[Supplied text]
•••
Independent reviews the Pain and The Itch

6point7 has discovered the first review after "opening night" has come in and it's very positive. Visit The Independent for the full review. However, these two lines stood out:

At its centre, there is a family Thanksgiving dinner whose hosts are Clay, an insecure, aggrieved house-husband (the superbly funny Matthew Macfadyen) and his spouse Kelly (Sara Stewart), a high-powered, bitter corporate exec.

I don't see how Cooke could have directed this play any better. Highly recommended.

First Night: The Pain And The Itch, Royal Court, London

Superbly staged savage satire of liberal hypocrisy

By Paul Taylor

Published: 22 June 2007

When he took over the Royal Court in January, Dominic Cooke announced the theatre was going to make a break with some of its traditions. In his regime, it would be out with the kitchen sink and in with the dishwasher, so to speak.

Goodbye to the underclass as subject matter and hello to the bourgeois intelligentsia who form a large part of the Court's regular audience. Instead of plays that let us gawp like cultural tourists at the poor and the marginalised, there would be work that forced us to take an uncomfortable look at ourselves.

He certainly honours that in his brilliant inaugural production of an American play, The Pain and the Itch by Bruce Norris. This is a savage satire of the hypocrisy of affluent liberals. At its centre, there is a family Thanksgiving dinner whose hosts are Clay, an insecure, aggrieved house-husband (the superbly funny Matthew Macfadyen) and his spouse Kelly (Sara Stewart), a high-powered, bitter corporate exec.
•••
[What this exercise asks]
(1) According to the piece on The Pain and the Itch, on what date was the First Night review published?
(2) Copy the piece on The Pain and the Itch word for word, from "Superbly staged savage" up to and including "so to speak.".
(3) Carry on the piece on The Pain and the Itch from the point where it stops.

(Stored data entries)
•••
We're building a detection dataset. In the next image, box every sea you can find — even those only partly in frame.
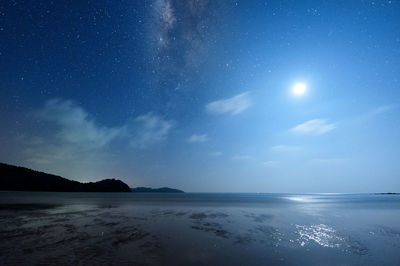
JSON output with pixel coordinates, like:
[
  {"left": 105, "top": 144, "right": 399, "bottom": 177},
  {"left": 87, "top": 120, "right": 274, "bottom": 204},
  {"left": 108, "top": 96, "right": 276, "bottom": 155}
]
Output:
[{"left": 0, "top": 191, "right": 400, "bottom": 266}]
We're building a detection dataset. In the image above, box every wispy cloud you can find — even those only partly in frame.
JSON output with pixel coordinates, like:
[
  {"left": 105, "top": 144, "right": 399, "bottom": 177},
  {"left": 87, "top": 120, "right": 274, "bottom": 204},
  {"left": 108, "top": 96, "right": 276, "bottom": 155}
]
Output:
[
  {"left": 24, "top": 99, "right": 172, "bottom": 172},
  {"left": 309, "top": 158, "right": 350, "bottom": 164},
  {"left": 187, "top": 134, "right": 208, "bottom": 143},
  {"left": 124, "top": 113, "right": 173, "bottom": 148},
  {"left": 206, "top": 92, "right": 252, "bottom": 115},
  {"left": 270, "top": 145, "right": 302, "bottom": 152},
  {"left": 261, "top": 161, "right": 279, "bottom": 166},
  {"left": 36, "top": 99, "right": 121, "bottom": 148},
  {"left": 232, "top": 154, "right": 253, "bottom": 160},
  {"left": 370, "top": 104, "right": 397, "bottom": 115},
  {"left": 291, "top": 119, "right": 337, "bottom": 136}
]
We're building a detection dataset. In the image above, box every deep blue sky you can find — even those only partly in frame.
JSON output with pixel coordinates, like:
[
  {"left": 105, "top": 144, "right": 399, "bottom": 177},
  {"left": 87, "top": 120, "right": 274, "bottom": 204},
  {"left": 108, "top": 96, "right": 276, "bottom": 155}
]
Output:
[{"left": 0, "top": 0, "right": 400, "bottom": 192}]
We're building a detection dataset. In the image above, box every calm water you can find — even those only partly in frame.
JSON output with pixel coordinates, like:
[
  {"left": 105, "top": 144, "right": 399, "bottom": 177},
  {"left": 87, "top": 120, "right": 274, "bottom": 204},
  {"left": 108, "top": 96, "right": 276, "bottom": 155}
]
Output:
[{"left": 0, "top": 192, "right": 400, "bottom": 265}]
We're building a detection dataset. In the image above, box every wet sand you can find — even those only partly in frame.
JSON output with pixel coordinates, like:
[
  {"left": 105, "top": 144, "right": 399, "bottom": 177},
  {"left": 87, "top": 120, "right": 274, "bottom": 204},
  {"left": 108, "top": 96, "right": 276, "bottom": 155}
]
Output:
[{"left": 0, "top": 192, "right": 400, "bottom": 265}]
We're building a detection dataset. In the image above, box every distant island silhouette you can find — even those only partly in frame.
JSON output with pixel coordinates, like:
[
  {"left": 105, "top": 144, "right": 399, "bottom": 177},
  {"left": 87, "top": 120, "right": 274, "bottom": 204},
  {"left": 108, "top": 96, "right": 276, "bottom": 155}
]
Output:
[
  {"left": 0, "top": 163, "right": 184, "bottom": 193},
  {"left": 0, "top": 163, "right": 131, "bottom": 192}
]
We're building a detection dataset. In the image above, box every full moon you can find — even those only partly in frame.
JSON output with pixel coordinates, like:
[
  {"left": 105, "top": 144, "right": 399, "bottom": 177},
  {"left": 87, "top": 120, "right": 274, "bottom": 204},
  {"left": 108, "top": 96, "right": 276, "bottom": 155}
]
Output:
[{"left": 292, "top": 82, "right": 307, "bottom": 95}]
•••
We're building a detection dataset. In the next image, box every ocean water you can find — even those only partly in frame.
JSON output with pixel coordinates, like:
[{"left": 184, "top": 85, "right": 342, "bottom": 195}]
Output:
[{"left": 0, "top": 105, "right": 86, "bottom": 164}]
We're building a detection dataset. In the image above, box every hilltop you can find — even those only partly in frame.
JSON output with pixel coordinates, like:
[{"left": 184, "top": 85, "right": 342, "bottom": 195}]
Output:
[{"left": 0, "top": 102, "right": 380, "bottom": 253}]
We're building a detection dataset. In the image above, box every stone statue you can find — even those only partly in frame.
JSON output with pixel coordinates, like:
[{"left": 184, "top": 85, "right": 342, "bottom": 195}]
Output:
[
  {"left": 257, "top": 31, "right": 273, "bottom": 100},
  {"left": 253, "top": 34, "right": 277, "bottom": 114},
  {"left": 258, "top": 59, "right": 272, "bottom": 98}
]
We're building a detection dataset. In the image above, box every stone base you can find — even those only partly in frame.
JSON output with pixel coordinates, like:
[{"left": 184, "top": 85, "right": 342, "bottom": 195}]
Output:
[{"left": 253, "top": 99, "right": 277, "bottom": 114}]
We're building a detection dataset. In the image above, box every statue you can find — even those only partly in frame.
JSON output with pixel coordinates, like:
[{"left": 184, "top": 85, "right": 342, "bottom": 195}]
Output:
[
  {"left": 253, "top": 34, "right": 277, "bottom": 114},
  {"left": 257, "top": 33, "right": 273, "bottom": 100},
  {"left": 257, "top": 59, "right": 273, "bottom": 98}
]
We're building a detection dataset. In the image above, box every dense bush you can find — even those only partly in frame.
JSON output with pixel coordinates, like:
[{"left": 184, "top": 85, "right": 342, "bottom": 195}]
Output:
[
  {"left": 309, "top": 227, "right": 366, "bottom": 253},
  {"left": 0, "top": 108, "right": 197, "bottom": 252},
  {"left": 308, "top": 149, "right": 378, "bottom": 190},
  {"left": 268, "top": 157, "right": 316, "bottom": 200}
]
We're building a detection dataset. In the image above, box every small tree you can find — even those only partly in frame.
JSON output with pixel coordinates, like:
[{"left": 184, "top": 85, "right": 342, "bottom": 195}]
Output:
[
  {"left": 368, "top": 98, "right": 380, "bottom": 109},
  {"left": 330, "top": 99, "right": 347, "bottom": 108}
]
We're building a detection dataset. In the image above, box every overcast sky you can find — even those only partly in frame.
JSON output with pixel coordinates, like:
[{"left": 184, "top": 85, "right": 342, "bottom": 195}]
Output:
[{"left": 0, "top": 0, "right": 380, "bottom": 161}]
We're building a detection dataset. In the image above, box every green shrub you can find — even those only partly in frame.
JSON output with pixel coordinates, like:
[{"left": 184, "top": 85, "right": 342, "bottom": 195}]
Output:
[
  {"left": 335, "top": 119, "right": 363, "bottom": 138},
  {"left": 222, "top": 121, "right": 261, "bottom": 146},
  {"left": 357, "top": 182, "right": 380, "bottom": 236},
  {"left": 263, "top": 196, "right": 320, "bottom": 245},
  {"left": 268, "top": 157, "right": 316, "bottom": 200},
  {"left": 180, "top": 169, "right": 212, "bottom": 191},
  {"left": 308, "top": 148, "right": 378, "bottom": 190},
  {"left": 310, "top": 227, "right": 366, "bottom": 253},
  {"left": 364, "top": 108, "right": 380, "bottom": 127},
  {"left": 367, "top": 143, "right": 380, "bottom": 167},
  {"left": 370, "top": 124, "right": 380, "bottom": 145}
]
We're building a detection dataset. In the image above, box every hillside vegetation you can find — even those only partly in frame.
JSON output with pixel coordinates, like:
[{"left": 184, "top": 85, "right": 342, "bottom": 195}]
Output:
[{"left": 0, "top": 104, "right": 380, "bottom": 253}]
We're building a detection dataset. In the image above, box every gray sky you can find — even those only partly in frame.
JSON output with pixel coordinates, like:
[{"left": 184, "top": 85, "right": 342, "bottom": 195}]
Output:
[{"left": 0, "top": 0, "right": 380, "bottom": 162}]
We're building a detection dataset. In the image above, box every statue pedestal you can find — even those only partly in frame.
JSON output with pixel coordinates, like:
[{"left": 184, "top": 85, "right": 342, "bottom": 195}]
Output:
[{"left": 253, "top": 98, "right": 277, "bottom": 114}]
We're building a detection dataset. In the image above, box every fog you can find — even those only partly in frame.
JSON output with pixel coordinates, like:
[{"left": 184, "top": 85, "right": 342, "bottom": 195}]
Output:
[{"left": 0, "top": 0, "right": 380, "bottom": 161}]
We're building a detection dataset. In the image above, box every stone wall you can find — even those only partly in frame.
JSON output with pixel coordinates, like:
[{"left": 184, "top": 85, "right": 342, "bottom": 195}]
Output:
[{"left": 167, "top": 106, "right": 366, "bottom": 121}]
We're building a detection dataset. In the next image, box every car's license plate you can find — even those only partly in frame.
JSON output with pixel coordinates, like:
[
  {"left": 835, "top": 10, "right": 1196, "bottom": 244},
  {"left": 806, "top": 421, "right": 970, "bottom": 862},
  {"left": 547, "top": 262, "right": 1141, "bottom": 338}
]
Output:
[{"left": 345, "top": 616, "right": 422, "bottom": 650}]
•••
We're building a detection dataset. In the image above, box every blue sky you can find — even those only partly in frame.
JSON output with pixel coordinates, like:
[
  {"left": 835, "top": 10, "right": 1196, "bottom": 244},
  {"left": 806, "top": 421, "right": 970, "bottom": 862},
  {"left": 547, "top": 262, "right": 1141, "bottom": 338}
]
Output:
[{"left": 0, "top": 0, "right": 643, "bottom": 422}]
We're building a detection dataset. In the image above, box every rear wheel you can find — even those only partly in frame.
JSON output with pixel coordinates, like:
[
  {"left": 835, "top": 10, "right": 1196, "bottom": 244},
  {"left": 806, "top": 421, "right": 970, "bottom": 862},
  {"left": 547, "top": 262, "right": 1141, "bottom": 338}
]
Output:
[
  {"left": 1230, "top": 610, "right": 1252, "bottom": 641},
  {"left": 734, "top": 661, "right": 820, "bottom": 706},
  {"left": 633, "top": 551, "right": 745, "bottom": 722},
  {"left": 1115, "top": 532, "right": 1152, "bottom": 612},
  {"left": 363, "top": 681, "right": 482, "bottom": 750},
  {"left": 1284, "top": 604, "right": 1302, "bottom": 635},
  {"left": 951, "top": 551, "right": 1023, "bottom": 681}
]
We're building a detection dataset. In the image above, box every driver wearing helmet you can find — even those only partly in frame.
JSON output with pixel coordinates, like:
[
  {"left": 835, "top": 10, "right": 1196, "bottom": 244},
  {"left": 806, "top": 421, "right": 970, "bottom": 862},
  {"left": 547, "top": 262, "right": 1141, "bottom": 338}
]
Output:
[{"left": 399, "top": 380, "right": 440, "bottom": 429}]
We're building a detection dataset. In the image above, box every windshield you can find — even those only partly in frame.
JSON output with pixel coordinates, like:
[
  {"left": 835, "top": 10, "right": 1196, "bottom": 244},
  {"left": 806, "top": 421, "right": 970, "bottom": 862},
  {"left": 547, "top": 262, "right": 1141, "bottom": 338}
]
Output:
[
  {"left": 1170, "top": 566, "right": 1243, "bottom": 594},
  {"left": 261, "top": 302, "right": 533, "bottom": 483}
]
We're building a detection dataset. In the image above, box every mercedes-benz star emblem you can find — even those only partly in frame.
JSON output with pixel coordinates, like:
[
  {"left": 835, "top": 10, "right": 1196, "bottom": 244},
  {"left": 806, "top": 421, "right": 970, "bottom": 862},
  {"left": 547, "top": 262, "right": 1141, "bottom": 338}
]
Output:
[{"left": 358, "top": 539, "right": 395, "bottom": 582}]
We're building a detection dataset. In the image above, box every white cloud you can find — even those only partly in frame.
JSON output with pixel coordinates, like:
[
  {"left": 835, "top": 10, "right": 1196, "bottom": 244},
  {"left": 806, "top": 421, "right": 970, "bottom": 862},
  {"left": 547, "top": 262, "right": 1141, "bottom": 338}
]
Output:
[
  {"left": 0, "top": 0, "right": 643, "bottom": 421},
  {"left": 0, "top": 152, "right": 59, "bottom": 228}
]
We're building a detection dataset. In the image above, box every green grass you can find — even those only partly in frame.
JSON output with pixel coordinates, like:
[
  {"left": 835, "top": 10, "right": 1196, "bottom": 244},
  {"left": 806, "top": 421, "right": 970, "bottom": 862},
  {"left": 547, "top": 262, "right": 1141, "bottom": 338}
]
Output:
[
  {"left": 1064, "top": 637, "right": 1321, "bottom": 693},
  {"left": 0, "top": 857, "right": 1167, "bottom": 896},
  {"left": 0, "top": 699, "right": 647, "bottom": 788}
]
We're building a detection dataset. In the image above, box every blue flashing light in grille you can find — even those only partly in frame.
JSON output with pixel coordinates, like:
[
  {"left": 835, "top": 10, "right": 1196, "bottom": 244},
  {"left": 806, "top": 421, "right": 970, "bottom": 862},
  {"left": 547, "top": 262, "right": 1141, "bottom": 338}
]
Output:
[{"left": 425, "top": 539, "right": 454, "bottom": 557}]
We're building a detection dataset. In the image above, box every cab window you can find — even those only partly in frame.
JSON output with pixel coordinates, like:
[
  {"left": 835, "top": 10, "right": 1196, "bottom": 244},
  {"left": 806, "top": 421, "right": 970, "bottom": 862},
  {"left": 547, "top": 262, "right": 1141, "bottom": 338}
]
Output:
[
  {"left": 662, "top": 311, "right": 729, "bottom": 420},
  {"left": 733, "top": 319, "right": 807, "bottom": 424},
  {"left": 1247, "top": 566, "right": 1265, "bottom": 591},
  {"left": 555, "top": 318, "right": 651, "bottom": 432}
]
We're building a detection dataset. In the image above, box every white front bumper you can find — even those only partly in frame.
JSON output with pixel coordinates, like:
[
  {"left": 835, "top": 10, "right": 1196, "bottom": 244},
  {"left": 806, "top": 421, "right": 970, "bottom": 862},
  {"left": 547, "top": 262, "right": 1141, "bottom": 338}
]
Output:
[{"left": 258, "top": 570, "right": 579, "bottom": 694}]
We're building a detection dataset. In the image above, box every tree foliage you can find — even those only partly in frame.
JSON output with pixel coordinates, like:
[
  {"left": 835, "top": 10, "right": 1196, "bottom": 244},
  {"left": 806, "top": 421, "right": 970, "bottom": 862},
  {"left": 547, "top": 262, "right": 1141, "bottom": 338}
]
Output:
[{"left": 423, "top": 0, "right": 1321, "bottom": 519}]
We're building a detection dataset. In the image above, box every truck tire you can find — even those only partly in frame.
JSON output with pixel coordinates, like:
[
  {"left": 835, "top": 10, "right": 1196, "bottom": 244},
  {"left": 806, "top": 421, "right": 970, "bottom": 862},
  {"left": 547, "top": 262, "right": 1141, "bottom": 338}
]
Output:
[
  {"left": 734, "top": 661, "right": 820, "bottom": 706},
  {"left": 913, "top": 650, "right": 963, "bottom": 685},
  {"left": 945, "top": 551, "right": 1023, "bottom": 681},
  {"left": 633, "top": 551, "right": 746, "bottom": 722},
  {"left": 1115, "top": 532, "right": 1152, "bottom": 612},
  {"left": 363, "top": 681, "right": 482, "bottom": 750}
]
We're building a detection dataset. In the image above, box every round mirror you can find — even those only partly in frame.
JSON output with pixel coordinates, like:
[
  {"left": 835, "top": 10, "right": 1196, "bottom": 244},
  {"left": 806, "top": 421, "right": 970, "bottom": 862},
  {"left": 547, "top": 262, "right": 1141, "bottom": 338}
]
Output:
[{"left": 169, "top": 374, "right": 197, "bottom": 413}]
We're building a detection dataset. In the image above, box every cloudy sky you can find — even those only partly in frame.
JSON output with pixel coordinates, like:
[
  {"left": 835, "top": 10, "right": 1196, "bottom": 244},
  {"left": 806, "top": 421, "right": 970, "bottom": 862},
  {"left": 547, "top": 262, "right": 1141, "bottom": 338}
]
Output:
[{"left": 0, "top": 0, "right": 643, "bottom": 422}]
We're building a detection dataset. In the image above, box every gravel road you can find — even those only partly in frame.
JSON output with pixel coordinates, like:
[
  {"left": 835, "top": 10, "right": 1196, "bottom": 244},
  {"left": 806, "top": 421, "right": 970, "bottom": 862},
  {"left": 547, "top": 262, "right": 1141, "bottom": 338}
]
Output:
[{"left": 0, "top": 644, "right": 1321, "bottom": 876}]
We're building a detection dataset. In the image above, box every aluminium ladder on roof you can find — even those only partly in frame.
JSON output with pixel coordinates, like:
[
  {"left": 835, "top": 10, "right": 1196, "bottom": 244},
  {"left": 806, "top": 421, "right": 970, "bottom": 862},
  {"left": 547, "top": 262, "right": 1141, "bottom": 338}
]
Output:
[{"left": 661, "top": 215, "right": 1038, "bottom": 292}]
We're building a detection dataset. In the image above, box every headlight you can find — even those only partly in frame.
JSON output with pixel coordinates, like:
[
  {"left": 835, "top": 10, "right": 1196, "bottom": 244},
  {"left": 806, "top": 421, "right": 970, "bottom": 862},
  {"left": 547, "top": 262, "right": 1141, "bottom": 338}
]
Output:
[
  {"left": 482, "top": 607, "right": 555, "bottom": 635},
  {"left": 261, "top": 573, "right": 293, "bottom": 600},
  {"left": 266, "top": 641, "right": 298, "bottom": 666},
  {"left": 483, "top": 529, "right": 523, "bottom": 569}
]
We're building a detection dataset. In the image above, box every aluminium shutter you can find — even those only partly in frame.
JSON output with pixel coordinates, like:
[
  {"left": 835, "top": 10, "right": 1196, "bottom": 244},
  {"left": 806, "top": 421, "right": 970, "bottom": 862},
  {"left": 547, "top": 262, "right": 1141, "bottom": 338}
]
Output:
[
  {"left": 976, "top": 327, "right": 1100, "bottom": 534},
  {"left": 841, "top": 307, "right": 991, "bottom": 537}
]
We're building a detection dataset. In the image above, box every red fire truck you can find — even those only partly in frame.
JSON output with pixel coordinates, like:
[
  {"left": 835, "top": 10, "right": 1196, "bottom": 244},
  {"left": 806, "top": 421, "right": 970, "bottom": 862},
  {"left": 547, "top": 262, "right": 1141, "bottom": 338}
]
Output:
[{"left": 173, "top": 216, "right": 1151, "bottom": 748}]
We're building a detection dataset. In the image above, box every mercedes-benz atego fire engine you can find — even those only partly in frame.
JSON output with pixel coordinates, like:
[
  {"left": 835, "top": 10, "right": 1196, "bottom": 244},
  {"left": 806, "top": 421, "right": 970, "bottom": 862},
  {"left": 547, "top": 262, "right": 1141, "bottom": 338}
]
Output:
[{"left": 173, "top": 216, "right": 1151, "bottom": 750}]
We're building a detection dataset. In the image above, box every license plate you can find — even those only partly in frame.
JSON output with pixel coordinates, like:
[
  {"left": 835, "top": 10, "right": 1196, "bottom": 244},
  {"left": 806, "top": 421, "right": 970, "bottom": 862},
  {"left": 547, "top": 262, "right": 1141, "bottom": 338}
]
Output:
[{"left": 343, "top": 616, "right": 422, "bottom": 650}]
•••
[Numbered responses]
(1) 22 June 2007

(2)
Superbly staged savage satire of liberal hypocrisy

By Paul Taylor

Published: 22 June 2007

When he took over the Royal Court in January, Dominic Cooke announced the theatre was going to make a break with some of its traditions. In his regime, it would be out with the kitchen sink and in with the dishwasher, so to speak.

(3)
It's a moot point whom this couple loathe more: George Bush or one another. They are the kind of people who go into contortions of righteous social concern not because they genuinely care but because they want to feel good about their supposed beliefs.

Their guests are Clay's mother (Amanda Boxer), a rambling biddy with short-term memory loss who thinks that because she watches PBS travel documentaries her sympathies are multicultural, and his cynical plastic surgeon brother (Peter Sullivan) who has brought along his girlfriend, Kalina (Andrea Riseborough). This young East European refugee was raped as a child; she can't get enough of American materialism; she is politically incorrect, to an outrageous extent, about gypsies, blacks and Jews; and she wants to put sexy supermodel make-up on the little over-protected daughter of Clay and Kelly. And as if she weren't bad enough, some alien creature seems to have been taking bites out of the avocadoes and the child has developed an ominous genital infection.

All of this is conveyed in flashbacks to Mr Hadid (Abdi Gouhad), a Muslim immigrant whose tragic connection with the family is gradually disclosed. I thought at first the play was going to be no more than a superior, politically angled sitcom but, through clever, intricate plotting, it builds into a devastating indictment of lip-service liberalism.

If only Clay and Kelly had ventured forth from the insulation of their rhetoric, they might have noticed things about their maids and their offspring that would have averted this shameful outcome. I don't see how Cooke could have directed this play any better. Highly recommended.